Your objective: Add 76 to every coordinate in the answers from the line with "of the striped" up to and including the line with "[667, 1180]", and write out every line in that span again, text lines as well as answers.

Rows from a pointing dataset

::::

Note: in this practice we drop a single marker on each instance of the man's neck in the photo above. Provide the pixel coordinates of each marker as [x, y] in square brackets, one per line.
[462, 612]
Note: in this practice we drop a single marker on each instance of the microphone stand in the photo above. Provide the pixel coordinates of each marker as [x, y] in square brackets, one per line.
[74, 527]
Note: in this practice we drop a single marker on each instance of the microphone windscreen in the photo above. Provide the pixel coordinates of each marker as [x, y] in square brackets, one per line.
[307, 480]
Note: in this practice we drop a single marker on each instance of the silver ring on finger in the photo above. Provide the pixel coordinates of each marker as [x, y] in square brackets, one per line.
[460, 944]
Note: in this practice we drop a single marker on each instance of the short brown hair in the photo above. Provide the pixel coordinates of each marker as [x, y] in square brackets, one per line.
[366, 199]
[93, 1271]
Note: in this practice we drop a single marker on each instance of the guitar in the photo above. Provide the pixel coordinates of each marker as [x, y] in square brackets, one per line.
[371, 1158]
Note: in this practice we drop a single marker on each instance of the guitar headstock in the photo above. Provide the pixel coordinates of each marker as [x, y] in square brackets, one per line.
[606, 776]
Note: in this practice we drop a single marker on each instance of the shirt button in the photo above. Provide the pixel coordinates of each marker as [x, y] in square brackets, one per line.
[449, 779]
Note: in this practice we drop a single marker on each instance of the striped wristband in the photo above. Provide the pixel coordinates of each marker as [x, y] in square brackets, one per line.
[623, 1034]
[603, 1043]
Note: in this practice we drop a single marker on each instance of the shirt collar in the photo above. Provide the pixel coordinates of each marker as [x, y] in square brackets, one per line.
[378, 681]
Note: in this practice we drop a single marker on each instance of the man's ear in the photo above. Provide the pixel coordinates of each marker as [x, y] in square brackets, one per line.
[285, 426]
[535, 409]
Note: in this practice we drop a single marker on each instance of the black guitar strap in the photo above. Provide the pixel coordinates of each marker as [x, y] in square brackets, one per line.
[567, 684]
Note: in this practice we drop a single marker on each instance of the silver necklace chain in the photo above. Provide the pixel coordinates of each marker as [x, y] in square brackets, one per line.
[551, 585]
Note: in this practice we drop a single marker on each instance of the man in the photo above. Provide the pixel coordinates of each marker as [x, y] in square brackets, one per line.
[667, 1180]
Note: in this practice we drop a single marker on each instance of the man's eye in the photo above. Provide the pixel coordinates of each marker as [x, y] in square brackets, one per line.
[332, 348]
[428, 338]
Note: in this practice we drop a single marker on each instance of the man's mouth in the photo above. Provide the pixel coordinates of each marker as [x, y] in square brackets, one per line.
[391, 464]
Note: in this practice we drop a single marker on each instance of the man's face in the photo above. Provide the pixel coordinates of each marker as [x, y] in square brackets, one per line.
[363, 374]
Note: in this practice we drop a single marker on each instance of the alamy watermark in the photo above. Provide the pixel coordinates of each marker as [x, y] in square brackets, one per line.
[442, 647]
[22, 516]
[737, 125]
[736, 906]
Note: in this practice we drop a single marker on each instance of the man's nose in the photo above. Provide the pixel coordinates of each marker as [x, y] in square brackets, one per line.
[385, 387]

::::

Written response:
Note: in this practice we drop a single marker on each instance of the striped wristband in the photo above. Provide the pixel coordinates of each marker as [x, y] in square brackets, one per line.
[699, 1110]
[679, 1119]
Note: in this practice we drop a single marker on each instance of the shirt collar in the photo above. Provide the pixel coordinates of each marker as [x, y] in square brackets, one per line.
[454, 757]
Note: in this practice we drop a single marker on each instance of the man's ear in the photo above. Provide the pixel coordinates of each marker as [x, y] in square brackets, one per line.
[361, 502]
[611, 485]
Note: in this practice we drop a single marker on each instance of the black guitar strap in the photo above. Provide the pixel coordinates of each marker as [x, y] in square brackets, one per line.
[643, 760]
Note: in this practice we drop a single marker on each instance of the silver necklace chain in the photo above. Provide the pixel coordinates of each marker as [x, y] in square brackets, one per line.
[627, 661]
Note: in this practice we drop a single marker on each instance of the man in the photo above. Provide the pixel coordinates of each marker as [x, y] in square brackets, one per line.
[743, 1256]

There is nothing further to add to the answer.